- [SET PROBLEM A]:
Rewrite the listing from the line containing "Return the segmentation of every instance of the **yellow" through the final line of the listing, swapping "yellow" for "orange" and leaving everything else as it is.
-- Start of EXCERPT TO READ --
The foreign relations of South Sudan are the relations between the Republic of South Sudan and sovereign states and international organizations. The establishment of the relationships followed the formation of the South Sudanese state on 9 July 2011. South Sudan's former parent country Sudan became the first state in the world to recognize South Sudan.

Foreign policy

In the immediate aftermath of the country's independence, South Sudan's foreign policy prerogative was seen as a challenge in the quest to balance relations between the West, other African states and the Arab states. Since independence, South Sudan has sought to shed its reliance on Sudan, reportedly planning to introduce the Swahili language and orient itself toward East Africa.

Chronology of relations

Sudan was the first country to recognise the independence of South Sudan on 8 July 2011, 1 day prior to independence. Four other states followed suit on 8 July. Over 25 countries had recognised the country on 9 July, including all permanent members of the United Nations Security Council.
-- End of EXCERPT TO READ --
- [SET PROBLEM B]:
In the excerpt on South Sudan's foreign relations, which country was the first to recognize South Sudan?
-- Start of TASK INPUT --
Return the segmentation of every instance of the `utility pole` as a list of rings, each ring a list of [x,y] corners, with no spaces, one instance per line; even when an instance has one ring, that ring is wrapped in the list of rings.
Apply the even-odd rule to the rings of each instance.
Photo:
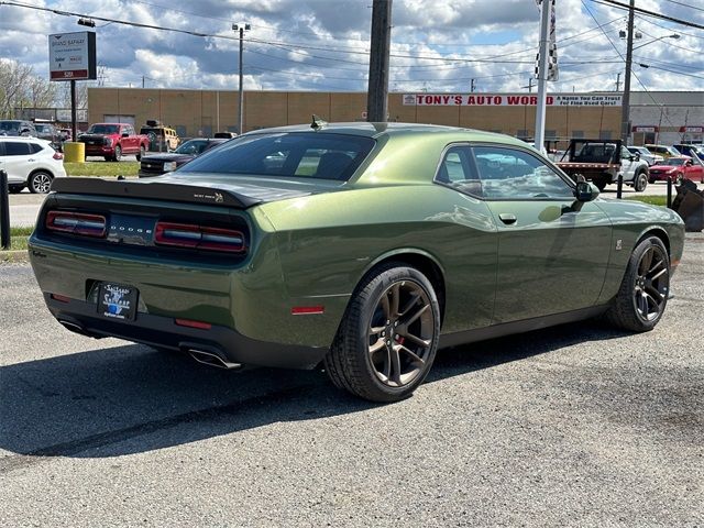
[[[632,0],[631,0],[632,1]],[[548,88],[548,38],[550,32],[551,0],[540,2],[540,51],[538,63],[538,106],[536,107],[536,140],[534,146],[544,152],[546,96]]]
[[[636,0],[630,0],[628,8],[628,41],[626,43],[626,75],[624,76],[624,97],[620,101],[620,141],[628,144],[630,136],[630,68],[634,58],[634,8]]]
[[[232,24],[233,31],[240,32],[240,88],[239,88],[239,98],[240,103],[238,108],[238,134],[244,133],[244,91],[242,88],[243,73],[242,73],[242,54],[244,52],[244,31],[250,31],[252,26],[250,24]]]
[[[388,114],[388,63],[392,45],[392,0],[372,4],[372,45],[370,81],[366,94],[366,120],[385,122]]]

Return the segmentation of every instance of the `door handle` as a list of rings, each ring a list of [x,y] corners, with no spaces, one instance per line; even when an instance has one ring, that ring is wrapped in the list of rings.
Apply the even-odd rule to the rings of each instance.
[[[510,215],[509,212],[502,212],[498,218],[501,219],[502,222],[504,222],[506,226],[512,226],[514,223],[516,223],[516,215]]]

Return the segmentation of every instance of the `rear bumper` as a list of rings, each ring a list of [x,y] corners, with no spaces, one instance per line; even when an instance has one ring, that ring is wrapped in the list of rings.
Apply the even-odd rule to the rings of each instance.
[[[69,299],[59,301],[44,293],[52,315],[66,328],[92,338],[113,337],[173,350],[202,350],[229,363],[312,369],[328,349],[257,341],[222,326],[197,329],[176,324],[169,317],[138,312],[134,321],[116,321],[98,314],[95,302]]]

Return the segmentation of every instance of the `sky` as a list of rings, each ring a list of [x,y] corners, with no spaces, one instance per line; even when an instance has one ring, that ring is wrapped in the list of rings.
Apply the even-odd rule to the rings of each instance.
[[[622,0],[628,2],[628,0]],[[99,80],[90,86],[237,89],[244,36],[248,90],[365,91],[372,0],[20,0],[0,1],[0,61],[48,78],[47,35],[92,31]],[[702,0],[638,0],[639,8],[704,25]],[[627,12],[595,0],[557,0],[560,77],[548,89],[612,91],[625,69]],[[527,92],[535,80],[540,11],[535,0],[394,0],[389,90]],[[631,89],[704,91],[704,31],[636,16]],[[672,38],[668,35],[679,35]],[[216,35],[216,36],[213,36]],[[647,66],[647,67],[646,67]],[[617,79],[622,73],[620,79]],[[535,87],[532,88],[535,91]]]

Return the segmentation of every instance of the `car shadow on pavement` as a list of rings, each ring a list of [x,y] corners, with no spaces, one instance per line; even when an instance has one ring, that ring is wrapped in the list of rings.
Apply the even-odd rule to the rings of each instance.
[[[579,323],[442,350],[427,383],[622,333]],[[0,369],[0,474],[43,457],[146,452],[277,421],[360,413],[323,372],[237,373],[138,344]]]

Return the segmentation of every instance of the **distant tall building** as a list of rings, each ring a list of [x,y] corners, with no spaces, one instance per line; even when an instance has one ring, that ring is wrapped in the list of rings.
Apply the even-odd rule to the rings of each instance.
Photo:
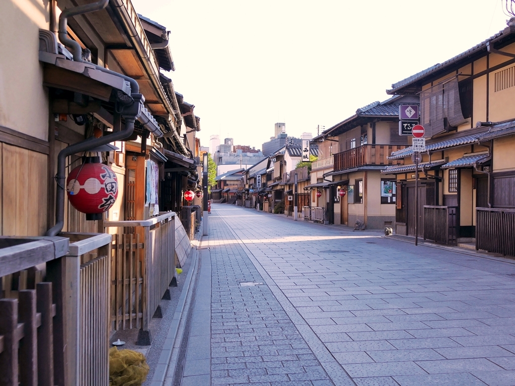
[[[216,152],[217,148],[219,146],[219,135],[212,135],[209,137],[209,152],[211,153],[212,156],[214,156],[214,154]]]
[[[277,136],[280,134],[284,134],[286,132],[286,124],[278,122],[276,124],[275,127],[274,128],[274,138],[277,138]]]
[[[233,151],[233,143],[234,141],[232,138],[226,138],[224,140],[224,143],[220,144],[220,153],[232,153]]]

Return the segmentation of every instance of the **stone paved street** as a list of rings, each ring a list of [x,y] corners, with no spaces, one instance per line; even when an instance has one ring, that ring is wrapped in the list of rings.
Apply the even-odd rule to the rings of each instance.
[[[211,353],[188,346],[182,384],[515,385],[510,260],[212,212],[196,304],[211,296],[210,325],[201,310],[192,329],[210,326]]]

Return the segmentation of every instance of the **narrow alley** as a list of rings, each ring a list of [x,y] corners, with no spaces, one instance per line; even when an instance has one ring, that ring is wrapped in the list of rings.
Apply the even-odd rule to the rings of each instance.
[[[209,227],[166,386],[515,384],[511,260],[224,204]]]

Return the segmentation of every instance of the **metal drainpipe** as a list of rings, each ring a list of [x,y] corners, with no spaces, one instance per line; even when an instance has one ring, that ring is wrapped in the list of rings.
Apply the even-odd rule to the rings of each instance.
[[[71,50],[72,54],[73,54],[74,61],[84,63],[84,61],[82,59],[82,47],[80,46],[80,45],[77,42],[68,37],[68,18],[73,16],[82,15],[95,11],[100,11],[107,7],[107,5],[109,3],[109,0],[100,0],[100,1],[96,3],[92,3],[91,4],[86,4],[85,5],[79,6],[79,7],[65,9],[61,13],[61,15],[59,16],[59,31],[58,35],[59,40],[65,47]],[[119,74],[114,71],[112,71],[110,69],[108,69],[105,67],[99,66],[98,64],[95,64],[95,63],[90,63],[89,62],[88,62],[88,63],[95,66],[95,68],[99,71],[121,77],[127,81],[130,84],[131,93],[140,92],[140,85],[138,84],[138,82],[132,78],[124,75],[123,74]]]
[[[57,189],[56,192],[56,224],[46,232],[46,236],[56,236],[63,229],[64,225],[64,185],[66,159],[72,154],[82,151],[88,151],[102,145],[123,141],[130,136],[134,131],[134,122],[135,117],[125,117],[125,129],[113,134],[100,138],[89,138],[84,141],[70,145],[59,152],[57,156],[57,174],[56,180]]]
[[[490,145],[486,145],[485,144],[482,144],[481,142],[479,141],[477,141],[477,145],[479,145],[480,146],[484,146],[485,147],[487,148],[488,149],[488,156],[489,157],[491,157],[491,156],[492,156],[492,148],[491,148],[491,147]],[[490,168],[490,171],[483,171],[483,170],[479,170],[479,168],[477,166],[477,162],[474,162],[474,168],[476,169],[476,171],[477,171],[478,173],[480,173],[481,174],[486,174],[488,178],[488,189],[487,189],[487,204],[488,205],[488,207],[489,208],[491,208],[491,207],[492,207],[492,203],[490,202],[490,199],[491,199],[491,198],[490,197],[490,184],[491,183],[491,181],[492,181],[492,180],[491,180],[491,179],[492,179],[492,168],[491,167]]]

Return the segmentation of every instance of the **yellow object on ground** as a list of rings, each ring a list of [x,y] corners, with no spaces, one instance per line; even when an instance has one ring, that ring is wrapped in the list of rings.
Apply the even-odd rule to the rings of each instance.
[[[141,386],[149,370],[141,353],[115,347],[109,349],[109,386]]]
-- End of TASK INPUT --
- [RIGHT ANSWER A]:
Return the segmentation of every instance of the **orange object on ground** as a list of rings, each ring a list of [x,y] corners, with no spaces, one instance per line; even when an instance has one ring, that ring is wrapped in the list of rings.
Apply the even-odd rule to the rings of each instance.
[[[141,386],[149,370],[141,353],[115,347],[109,349],[109,386]]]

- [RIGHT ANSWER B]:
Sudan